▸ **Work to complete**
Among the records that follow, find each line holding the word "head" and copy it.

Source records
========================================

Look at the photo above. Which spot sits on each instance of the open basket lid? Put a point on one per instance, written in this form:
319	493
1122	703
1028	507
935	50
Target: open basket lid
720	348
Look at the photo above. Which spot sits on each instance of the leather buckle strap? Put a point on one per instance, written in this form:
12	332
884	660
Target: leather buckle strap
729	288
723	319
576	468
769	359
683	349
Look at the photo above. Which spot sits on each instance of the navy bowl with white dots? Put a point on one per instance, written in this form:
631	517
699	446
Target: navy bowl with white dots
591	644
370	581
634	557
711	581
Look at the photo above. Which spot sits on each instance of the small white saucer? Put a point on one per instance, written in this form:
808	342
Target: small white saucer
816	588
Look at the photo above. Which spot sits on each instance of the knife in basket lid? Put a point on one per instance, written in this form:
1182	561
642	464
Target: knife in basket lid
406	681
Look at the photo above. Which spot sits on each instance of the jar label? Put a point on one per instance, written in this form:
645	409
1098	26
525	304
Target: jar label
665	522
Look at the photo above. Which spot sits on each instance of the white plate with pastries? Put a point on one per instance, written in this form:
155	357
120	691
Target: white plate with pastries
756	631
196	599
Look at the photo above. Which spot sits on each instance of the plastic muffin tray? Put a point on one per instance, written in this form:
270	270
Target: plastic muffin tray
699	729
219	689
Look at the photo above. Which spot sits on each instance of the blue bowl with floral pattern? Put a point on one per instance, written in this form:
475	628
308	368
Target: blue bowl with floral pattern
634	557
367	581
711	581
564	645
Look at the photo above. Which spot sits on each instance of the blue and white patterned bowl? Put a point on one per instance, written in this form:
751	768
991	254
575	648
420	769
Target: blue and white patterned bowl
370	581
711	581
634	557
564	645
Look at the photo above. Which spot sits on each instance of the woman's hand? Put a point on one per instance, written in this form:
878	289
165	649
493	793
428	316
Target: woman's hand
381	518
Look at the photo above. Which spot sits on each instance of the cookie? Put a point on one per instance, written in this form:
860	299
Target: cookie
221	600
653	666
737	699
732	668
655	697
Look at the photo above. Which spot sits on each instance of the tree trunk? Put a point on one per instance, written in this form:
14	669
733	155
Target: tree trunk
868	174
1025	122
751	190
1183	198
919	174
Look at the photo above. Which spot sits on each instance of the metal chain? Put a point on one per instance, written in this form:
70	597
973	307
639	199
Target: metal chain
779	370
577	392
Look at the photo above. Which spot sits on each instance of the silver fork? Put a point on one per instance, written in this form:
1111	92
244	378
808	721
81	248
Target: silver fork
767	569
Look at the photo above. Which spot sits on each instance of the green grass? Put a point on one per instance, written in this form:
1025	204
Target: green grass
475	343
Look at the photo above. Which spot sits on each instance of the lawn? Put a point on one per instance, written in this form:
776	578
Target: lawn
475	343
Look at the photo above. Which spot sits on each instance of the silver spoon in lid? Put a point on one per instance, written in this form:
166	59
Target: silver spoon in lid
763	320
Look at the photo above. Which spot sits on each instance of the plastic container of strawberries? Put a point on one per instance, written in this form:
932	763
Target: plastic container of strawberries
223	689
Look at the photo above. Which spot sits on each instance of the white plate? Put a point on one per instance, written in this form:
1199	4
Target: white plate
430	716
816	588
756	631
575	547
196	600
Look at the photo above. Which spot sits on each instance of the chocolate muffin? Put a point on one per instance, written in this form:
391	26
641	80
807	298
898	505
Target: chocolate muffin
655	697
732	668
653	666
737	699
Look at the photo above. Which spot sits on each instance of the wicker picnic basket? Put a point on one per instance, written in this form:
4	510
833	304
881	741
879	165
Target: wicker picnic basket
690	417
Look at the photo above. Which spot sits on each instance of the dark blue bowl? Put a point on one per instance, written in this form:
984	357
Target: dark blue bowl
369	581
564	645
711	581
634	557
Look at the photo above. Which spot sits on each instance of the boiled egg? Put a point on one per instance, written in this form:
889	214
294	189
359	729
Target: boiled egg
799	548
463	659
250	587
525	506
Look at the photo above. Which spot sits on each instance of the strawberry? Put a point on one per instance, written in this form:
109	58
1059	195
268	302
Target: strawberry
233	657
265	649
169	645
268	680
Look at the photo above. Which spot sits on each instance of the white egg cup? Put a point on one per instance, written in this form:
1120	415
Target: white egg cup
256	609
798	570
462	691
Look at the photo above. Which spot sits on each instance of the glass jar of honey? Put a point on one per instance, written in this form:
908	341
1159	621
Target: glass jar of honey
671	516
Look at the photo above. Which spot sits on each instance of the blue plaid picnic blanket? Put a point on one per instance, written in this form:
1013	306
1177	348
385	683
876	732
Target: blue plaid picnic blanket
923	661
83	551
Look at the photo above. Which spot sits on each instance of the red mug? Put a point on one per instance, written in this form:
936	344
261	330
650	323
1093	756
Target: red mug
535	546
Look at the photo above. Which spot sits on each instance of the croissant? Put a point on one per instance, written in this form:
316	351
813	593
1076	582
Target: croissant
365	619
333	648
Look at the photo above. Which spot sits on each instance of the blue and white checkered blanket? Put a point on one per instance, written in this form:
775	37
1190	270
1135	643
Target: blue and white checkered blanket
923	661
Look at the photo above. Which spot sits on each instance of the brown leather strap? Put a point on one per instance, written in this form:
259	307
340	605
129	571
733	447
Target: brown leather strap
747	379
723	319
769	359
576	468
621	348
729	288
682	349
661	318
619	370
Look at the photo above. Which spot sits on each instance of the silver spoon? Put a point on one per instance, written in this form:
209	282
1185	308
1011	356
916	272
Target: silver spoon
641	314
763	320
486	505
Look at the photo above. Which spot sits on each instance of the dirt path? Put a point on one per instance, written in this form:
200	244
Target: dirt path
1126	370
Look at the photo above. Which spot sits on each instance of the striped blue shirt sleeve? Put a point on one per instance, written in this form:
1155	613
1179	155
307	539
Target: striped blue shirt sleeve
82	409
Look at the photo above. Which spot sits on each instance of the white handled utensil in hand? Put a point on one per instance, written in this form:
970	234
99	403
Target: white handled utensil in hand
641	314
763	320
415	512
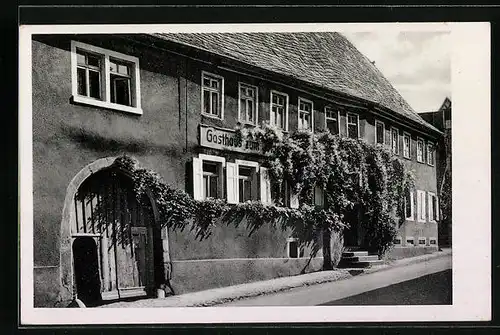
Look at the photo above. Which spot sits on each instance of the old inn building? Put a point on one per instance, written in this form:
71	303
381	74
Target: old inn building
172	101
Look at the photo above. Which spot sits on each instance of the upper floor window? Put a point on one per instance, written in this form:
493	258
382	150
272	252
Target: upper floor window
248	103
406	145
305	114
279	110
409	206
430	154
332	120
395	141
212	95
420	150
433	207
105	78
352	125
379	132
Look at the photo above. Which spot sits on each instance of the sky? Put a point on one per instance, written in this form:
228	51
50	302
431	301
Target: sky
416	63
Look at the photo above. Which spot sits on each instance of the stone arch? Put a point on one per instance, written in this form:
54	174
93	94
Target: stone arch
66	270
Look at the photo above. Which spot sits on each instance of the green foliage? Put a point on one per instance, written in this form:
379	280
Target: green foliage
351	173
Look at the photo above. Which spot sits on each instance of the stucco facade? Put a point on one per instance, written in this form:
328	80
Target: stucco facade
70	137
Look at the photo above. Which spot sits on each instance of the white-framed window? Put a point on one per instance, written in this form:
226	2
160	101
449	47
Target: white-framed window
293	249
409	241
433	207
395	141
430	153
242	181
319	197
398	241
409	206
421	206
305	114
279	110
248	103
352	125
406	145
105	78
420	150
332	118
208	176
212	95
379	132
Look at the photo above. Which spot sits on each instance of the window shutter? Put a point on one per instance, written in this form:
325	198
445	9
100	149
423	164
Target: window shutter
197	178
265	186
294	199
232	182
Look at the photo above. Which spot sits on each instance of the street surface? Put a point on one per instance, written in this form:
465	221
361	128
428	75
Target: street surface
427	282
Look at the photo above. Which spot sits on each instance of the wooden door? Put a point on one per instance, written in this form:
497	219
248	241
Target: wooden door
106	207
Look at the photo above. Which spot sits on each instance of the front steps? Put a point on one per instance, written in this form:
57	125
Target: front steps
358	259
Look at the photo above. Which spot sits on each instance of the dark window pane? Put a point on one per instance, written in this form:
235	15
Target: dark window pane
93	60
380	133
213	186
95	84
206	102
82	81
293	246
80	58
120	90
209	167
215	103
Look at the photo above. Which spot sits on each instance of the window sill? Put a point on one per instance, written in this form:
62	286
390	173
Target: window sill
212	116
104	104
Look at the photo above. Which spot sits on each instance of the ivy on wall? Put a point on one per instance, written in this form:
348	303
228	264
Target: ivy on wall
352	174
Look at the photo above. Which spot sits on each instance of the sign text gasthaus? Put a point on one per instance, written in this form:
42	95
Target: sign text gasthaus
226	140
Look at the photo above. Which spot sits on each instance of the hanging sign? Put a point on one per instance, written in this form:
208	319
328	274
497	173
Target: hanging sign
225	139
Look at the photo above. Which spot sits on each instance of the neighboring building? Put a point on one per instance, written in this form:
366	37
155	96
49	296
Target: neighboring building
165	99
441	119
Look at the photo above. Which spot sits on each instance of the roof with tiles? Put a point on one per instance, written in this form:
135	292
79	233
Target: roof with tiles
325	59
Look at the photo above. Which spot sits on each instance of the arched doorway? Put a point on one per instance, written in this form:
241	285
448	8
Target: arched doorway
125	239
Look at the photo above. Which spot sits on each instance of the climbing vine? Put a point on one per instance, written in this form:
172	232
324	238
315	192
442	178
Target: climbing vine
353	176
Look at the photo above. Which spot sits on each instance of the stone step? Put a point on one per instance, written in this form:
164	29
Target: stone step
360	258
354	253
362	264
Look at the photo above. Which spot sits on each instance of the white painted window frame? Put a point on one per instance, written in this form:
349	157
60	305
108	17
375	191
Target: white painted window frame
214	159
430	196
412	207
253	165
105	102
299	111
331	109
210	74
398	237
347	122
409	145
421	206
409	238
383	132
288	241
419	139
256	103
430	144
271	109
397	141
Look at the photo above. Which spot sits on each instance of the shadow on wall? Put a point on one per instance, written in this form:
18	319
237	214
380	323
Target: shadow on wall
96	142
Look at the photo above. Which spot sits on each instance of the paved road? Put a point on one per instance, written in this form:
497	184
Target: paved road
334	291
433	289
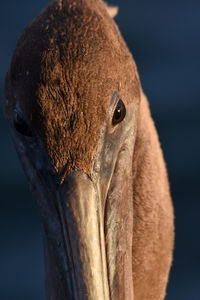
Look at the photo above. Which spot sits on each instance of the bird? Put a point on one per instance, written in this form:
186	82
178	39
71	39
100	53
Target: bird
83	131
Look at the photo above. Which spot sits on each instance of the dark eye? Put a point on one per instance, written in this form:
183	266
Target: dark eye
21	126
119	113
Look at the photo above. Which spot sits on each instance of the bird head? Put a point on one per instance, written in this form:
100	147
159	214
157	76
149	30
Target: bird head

========================================

▸ **Expected output**
Look at the photo above. Which spot sits on each instance of the bird head? Put a point on one per instance, written in this form:
Target: bird head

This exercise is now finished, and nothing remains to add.